[Entries from a pointing dataset]
● ● ● ● ● ● ●
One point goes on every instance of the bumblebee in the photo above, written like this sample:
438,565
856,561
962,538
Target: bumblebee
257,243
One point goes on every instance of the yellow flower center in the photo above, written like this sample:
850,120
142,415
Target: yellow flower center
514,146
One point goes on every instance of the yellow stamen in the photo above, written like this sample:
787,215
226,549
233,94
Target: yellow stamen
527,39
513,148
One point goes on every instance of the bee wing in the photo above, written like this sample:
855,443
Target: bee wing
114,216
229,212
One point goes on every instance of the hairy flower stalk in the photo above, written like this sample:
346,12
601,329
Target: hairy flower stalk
● ● ● ● ● ● ●
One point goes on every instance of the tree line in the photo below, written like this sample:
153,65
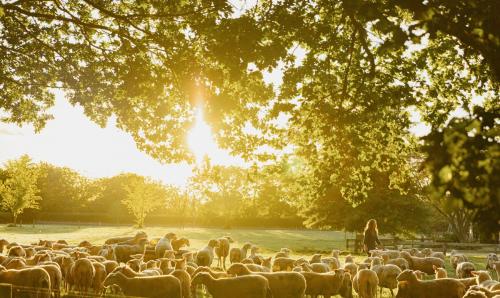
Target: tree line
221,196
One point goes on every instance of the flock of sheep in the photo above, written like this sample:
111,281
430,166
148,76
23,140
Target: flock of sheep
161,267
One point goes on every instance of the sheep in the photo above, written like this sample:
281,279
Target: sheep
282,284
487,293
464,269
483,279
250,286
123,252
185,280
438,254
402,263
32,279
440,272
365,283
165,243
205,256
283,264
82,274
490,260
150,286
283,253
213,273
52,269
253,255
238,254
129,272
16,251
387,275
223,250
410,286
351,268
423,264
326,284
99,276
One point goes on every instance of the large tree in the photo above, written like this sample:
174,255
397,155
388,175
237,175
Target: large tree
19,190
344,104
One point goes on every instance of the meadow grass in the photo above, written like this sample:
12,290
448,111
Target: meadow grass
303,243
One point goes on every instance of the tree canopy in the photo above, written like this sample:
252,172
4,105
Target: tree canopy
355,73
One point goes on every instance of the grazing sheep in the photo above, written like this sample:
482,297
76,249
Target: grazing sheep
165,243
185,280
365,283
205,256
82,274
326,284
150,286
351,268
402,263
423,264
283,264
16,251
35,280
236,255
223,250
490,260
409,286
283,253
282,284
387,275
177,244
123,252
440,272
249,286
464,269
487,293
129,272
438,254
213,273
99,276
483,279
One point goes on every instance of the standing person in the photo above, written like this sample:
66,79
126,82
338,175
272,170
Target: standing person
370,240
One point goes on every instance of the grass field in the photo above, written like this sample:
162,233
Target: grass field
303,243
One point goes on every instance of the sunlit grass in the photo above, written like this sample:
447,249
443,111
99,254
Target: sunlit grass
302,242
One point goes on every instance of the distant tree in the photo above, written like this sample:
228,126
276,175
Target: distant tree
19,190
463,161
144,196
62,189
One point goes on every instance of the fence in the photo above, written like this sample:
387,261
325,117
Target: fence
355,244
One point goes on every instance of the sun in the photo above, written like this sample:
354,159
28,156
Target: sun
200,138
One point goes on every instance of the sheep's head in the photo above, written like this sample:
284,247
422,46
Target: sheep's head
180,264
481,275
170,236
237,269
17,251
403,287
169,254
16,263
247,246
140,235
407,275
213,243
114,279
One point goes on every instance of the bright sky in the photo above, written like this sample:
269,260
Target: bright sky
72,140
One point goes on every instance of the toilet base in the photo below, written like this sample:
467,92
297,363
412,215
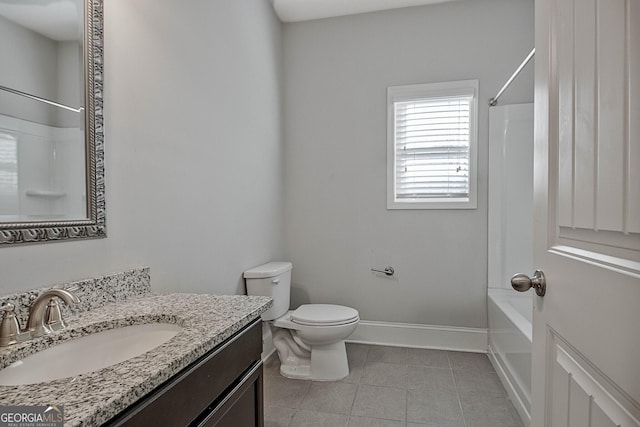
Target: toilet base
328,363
● ● ● ● ● ● ●
## Exercise directions
Gather every line of the records above that contains the string "person", and copy each one out in full. The match is case-sensitive.

## Solution below
One point goes on every instance of the standing person in the photo above, written like this sample:
Target: standing person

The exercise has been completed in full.